[Free-text object descriptions]
· · · ·
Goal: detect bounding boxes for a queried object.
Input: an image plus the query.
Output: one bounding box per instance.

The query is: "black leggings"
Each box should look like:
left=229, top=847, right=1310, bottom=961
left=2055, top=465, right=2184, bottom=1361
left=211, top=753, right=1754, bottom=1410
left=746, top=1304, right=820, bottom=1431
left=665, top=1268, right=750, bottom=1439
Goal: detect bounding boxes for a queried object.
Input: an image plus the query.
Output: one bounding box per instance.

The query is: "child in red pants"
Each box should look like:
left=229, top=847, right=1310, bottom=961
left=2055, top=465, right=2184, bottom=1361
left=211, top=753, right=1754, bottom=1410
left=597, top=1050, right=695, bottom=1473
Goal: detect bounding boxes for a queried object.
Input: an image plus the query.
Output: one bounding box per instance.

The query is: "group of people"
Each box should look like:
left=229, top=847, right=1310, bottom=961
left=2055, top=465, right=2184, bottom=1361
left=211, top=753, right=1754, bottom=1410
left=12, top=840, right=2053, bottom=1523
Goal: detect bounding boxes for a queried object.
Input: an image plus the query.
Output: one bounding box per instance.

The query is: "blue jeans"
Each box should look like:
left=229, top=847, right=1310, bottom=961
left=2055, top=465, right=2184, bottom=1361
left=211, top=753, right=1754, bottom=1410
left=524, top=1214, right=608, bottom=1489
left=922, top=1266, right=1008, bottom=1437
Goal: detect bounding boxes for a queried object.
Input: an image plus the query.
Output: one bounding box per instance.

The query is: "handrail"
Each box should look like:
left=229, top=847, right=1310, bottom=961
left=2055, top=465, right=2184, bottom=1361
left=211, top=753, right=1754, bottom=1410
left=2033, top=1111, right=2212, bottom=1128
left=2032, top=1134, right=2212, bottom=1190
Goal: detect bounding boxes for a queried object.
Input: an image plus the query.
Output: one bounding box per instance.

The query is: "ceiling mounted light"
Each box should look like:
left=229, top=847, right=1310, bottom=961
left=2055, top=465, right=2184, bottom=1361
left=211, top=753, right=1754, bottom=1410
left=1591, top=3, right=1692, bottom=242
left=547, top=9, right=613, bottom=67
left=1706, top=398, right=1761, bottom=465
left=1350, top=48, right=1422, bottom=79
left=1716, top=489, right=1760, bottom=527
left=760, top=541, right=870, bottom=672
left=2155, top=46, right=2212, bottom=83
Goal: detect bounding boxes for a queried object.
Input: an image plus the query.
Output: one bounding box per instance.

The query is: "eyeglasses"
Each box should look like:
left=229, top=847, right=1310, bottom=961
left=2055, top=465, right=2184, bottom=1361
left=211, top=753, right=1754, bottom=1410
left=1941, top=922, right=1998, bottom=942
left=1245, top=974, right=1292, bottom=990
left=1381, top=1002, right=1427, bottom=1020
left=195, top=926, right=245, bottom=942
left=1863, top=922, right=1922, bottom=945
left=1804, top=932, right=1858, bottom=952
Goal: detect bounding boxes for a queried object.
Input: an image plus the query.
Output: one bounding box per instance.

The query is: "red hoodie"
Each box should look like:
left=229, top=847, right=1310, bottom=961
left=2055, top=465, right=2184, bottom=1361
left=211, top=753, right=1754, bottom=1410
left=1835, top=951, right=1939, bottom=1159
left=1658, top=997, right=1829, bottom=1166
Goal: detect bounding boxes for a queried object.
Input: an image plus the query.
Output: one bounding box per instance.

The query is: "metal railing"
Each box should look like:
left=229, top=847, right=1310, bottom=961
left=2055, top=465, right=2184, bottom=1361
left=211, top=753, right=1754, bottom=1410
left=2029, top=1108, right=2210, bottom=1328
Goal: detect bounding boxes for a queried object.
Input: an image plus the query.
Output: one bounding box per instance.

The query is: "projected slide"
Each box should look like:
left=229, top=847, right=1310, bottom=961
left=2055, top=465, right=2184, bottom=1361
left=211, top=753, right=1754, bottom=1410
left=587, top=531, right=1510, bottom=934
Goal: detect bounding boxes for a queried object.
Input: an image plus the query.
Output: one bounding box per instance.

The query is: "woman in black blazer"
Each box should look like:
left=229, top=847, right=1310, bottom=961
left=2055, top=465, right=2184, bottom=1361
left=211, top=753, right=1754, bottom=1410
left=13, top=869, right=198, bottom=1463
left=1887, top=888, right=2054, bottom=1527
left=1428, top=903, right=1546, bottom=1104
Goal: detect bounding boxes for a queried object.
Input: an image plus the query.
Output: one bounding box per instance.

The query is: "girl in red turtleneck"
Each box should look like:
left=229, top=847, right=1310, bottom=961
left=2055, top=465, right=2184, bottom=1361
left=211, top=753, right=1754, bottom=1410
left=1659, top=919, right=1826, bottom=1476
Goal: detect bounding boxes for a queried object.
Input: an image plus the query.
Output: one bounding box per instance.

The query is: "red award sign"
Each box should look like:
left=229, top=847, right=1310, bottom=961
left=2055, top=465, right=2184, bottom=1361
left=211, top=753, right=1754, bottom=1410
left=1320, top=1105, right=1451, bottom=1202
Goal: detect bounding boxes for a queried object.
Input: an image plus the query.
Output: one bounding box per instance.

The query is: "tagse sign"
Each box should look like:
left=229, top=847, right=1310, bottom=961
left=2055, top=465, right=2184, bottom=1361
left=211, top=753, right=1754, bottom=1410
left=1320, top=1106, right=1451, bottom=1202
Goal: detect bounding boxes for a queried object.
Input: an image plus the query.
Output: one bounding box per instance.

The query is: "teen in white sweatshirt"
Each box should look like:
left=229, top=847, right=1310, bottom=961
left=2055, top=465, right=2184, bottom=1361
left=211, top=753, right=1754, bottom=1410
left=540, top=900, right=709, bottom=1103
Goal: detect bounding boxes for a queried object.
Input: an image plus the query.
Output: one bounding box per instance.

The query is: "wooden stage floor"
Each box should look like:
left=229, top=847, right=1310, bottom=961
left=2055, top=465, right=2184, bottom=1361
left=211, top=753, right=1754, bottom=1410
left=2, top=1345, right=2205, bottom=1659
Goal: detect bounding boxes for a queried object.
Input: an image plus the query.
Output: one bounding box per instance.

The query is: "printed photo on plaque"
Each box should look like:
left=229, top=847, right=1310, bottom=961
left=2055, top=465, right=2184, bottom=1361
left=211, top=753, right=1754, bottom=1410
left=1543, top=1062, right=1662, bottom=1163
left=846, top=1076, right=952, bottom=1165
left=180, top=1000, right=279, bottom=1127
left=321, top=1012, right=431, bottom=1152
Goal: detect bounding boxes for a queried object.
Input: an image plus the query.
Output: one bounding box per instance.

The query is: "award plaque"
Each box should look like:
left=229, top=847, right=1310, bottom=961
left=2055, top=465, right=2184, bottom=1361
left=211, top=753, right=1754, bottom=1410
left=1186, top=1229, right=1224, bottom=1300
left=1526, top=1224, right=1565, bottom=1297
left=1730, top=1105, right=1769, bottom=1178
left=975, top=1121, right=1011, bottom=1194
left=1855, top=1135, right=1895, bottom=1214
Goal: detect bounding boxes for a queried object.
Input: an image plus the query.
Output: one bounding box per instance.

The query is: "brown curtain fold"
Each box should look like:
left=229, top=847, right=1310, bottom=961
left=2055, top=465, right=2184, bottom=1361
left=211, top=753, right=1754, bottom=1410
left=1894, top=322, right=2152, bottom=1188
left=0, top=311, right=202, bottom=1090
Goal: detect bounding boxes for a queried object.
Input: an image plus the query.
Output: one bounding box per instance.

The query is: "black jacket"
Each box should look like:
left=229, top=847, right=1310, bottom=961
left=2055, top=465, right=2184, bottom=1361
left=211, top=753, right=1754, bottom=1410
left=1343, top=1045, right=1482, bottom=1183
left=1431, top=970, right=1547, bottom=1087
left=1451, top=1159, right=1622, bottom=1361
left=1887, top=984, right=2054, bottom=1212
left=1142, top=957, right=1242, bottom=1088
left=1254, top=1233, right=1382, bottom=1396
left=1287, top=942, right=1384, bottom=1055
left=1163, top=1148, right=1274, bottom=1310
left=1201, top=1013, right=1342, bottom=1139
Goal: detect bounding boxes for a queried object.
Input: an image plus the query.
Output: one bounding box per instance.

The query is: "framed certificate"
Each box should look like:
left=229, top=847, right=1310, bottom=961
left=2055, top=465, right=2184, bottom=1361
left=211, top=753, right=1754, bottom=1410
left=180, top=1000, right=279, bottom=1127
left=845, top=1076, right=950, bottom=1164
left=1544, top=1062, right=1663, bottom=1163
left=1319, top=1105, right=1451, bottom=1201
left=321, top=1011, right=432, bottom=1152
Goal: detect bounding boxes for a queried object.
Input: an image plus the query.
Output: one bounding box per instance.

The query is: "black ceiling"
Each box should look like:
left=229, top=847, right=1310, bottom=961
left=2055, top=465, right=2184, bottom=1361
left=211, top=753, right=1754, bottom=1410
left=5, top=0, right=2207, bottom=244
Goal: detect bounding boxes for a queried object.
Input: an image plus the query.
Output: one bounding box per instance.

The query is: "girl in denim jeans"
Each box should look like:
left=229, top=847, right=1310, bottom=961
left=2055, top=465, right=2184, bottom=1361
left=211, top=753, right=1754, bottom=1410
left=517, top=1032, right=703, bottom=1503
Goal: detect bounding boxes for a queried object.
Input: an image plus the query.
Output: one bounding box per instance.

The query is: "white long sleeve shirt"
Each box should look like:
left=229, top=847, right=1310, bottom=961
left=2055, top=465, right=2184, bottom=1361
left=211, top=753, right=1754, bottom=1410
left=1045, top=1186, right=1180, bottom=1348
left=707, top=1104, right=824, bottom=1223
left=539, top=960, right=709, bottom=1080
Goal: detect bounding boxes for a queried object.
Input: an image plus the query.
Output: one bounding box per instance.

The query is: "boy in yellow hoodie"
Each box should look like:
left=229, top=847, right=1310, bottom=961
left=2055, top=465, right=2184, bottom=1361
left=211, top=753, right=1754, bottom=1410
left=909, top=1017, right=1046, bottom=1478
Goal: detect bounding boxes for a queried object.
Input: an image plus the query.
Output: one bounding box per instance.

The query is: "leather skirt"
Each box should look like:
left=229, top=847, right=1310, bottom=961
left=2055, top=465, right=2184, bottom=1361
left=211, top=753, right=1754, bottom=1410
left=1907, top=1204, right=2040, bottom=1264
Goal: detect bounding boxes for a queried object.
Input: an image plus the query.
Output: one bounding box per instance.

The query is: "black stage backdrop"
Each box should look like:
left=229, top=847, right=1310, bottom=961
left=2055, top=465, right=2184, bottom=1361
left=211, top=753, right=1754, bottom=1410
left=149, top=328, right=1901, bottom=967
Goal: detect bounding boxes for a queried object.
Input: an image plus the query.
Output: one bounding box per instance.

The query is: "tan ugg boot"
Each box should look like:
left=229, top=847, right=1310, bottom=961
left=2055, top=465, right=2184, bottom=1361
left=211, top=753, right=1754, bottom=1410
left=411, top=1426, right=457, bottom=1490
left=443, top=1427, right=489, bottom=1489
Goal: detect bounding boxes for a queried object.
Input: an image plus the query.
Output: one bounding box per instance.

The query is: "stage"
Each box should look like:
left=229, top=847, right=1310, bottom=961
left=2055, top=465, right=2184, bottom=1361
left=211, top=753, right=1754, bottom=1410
· · · ·
> [Task goal] Where a line of the records includes "girl", copy it.

> [Your response]
The query is: "girl in red turtleneck"
The query is: "girl in denim jeans"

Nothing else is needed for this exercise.